*** Raw data Section Begins ***
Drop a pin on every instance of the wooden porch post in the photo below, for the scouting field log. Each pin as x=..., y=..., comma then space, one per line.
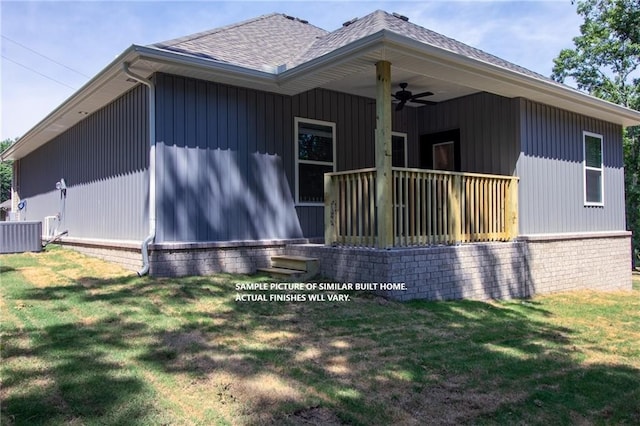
x=330, y=211
x=384, y=173
x=511, y=209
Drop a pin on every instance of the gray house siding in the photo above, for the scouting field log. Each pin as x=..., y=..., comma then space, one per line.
x=488, y=131
x=103, y=160
x=551, y=172
x=226, y=166
x=221, y=171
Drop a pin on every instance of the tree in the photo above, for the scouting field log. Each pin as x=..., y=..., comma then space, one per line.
x=6, y=172
x=605, y=62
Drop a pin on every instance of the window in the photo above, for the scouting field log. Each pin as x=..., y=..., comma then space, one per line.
x=399, y=149
x=443, y=158
x=315, y=156
x=593, y=170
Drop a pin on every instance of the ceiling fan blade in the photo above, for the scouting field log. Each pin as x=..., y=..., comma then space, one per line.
x=422, y=101
x=420, y=95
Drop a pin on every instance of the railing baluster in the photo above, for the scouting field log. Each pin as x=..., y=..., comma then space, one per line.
x=429, y=207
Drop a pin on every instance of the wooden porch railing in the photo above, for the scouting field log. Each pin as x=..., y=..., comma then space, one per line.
x=429, y=207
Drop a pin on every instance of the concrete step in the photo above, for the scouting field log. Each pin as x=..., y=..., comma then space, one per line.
x=282, y=272
x=297, y=263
*** Raw data Section Ends ***
Exercise requirements: With the pictures stripped out, return each record word for word.

Completed task:
Drop a pin on every instance of the wooden porch post in the photo below, for the scouting field log. Each pin as x=..., y=..., comma then space, one per line.
x=330, y=211
x=384, y=173
x=511, y=209
Drop a pin on every instance of the gray house siding in the photo above, for the scouting field log. Each pin as x=..., y=..., comma then space, one per line.
x=488, y=131
x=103, y=160
x=551, y=172
x=226, y=166
x=221, y=171
Drop a pin on every instance of the tree in the photo above, for the scouting field log. Each pin as x=..., y=..., comma then space, one per line.
x=6, y=172
x=605, y=62
Drop a pin on every instance of the window in the photo above, for the scouting field log. Each pin as x=..., y=..., comma then space, one per line.
x=399, y=149
x=443, y=158
x=315, y=156
x=593, y=170
Drop a pin on every instance of the ceiling fan blade in the photo above, for the scouting field log. Each pin as x=..., y=..., comma then space, one per line.
x=422, y=101
x=420, y=95
Drop a pin on every instance of the railing baluster in the photo above, for the scouting field log. Each pin as x=..., y=..., comma then space, one per line.
x=429, y=207
Drop a pin on every instance of the wooden porch railing in the photo above, for the scouting field log. Each pin as x=..., y=..., comma then space, one per line.
x=429, y=207
Drop a pin on every instance of the concrete step in the photo above, for the scouting field log. Each pin as x=..., y=..., comma then space, one per line.
x=282, y=272
x=297, y=263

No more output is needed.